* **Saved entries**
━━━━━━━━━━

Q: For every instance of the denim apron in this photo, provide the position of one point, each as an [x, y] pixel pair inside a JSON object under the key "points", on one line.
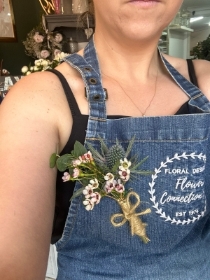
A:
{"points": [[178, 193]]}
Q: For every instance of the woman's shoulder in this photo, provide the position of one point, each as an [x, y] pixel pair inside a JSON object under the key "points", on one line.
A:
{"points": [[202, 71]]}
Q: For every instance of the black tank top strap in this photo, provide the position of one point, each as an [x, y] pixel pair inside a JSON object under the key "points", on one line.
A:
{"points": [[68, 92], [191, 71]]}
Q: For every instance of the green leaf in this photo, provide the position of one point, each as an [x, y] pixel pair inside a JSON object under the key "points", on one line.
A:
{"points": [[130, 145], [63, 162], [140, 163], [104, 148], [95, 153], [79, 149], [53, 159], [77, 193], [143, 172]]}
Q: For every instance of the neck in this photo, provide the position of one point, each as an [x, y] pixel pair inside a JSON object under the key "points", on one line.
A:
{"points": [[131, 60]]}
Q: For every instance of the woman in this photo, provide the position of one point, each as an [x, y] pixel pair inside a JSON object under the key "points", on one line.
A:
{"points": [[145, 88]]}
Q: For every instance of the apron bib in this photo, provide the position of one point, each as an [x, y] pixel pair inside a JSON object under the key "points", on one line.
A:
{"points": [[178, 193]]}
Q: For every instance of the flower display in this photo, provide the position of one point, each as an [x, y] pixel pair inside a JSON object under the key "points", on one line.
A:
{"points": [[44, 64], [105, 175]]}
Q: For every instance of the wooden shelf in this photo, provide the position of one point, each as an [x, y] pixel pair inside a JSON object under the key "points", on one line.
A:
{"points": [[53, 21]]}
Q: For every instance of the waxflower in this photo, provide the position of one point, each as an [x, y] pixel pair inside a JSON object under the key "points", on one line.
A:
{"points": [[105, 175], [66, 177], [109, 177]]}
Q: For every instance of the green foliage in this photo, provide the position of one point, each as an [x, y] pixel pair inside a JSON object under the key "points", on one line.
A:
{"points": [[79, 149], [202, 50], [114, 155]]}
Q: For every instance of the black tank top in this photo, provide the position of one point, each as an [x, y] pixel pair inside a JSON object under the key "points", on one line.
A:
{"points": [[65, 190]]}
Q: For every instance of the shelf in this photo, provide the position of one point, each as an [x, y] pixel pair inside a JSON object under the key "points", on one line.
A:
{"points": [[53, 21], [180, 28]]}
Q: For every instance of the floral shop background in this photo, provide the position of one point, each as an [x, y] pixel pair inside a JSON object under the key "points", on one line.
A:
{"points": [[27, 14]]}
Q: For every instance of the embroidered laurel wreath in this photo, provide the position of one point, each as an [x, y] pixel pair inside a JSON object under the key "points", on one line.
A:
{"points": [[105, 175]]}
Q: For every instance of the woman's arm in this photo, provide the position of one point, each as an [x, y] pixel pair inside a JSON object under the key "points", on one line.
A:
{"points": [[29, 134]]}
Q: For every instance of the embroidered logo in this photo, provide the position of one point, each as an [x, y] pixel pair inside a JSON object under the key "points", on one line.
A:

━━━━━━━━━━

* **REQUIREMENT**
Output the data above without changes, apart from leaving out the pictures.

* **OUTPUT FOR THIS TASK**
Q: For every instance of the denim apron in this photo, provide the position of one point, each as an [x, y] pixel pair inside a JSON object under the key "points", on one line.
A:
{"points": [[178, 193]]}
Q: For every instance of the woman's shoulder in this photo, provide the position of one point, each as an [x, y] pixel pair inside a JSON object under the key "points", on one line.
A:
{"points": [[202, 71]]}
Q: For every instance of the black tank top strap in this photo, provide the position of one point, each as an [x, y] pixel pair inside a JSON object under the key "points", on one line.
A:
{"points": [[68, 92], [191, 71]]}
Q: For every instance of the green leaf in this photo, provide the position of one point, each as an [x, y] pixel pair inside a JSON object under the key "points", on one line.
A:
{"points": [[130, 145], [63, 162], [140, 163], [104, 148], [95, 153], [79, 149], [53, 159], [77, 193], [143, 172]]}
Q: For every instance of the neck in this photo, provide the position of one point, each as an [x, y] pixel pair inside a JSON object under the key "points", on one line.
A:
{"points": [[131, 60]]}
Q: For every instance of the woman in this photo, provide the position of one point, each as an [x, y] pixel pair inside a JSON object under the key "points", on one line.
A:
{"points": [[145, 88]]}
Q: For every instance of the apron bib in this photo, provide the position of one point, each as an [x, y] pixel pair inside a JSON object under the key "points", on one line.
A:
{"points": [[178, 193]]}
Q: For every instance of the flower display in this photo, provide the position of one point, each as an [x, y] pixel pair inside a JSON object under the key "points", on one line.
A:
{"points": [[44, 64], [105, 175]]}
Q: For every instance of the wooden shelf in this photo, provide the position of one point, each as an [x, y] pixel pair inside a JSON object under the key "points", on one line.
A:
{"points": [[53, 21]]}
Q: For every instance of the waxflower in this photo, provide the position of one point, each as an [x, y] pixel pair inside a JSON object under the key "points", on one line.
A:
{"points": [[105, 175], [66, 177], [109, 177]]}
Q: For every instance of the green foliage in this photo, provide the position of one point, each as an [x, y] pixel pair inside a JSON object under the key "points", on one line.
A:
{"points": [[79, 149], [202, 50], [114, 155]]}
Q: For every instance of the black tank top in this photo, provide the position of one point, each as an [x, y] pixel pair inside a JSON object under the key "points", on one line.
A:
{"points": [[65, 190]]}
Q: For every instance of the shelf in this photo, provide the position of one point, each as an [x, y] pixel pair inside a JSON object under the key "points", on one line.
A:
{"points": [[53, 21], [180, 28]]}
Q: For every instance of the floral shop background in this photo, provide the position of one point, each as an [x, y] pixel pair inside a JSON object under the key "points", on one line.
A:
{"points": [[27, 14]]}
Q: For every instance of the embroidered laurel wreath in this photo, provide the position of one point, each as an [x, y] pixel pair inside a JSON object under the key "points", on one line.
A:
{"points": [[105, 175]]}
Q: For every instance of the woman's arm in this photo, provide the position of one point, each as an [x, y] pixel pair inside a JSON object under the key "points", on one line.
A:
{"points": [[29, 134]]}
Q: For every instance of the embroidered logo in this photo, provide the position of one point, each as an [x, y] pixel pair inside a JSON object under the key "points", on one line.
A:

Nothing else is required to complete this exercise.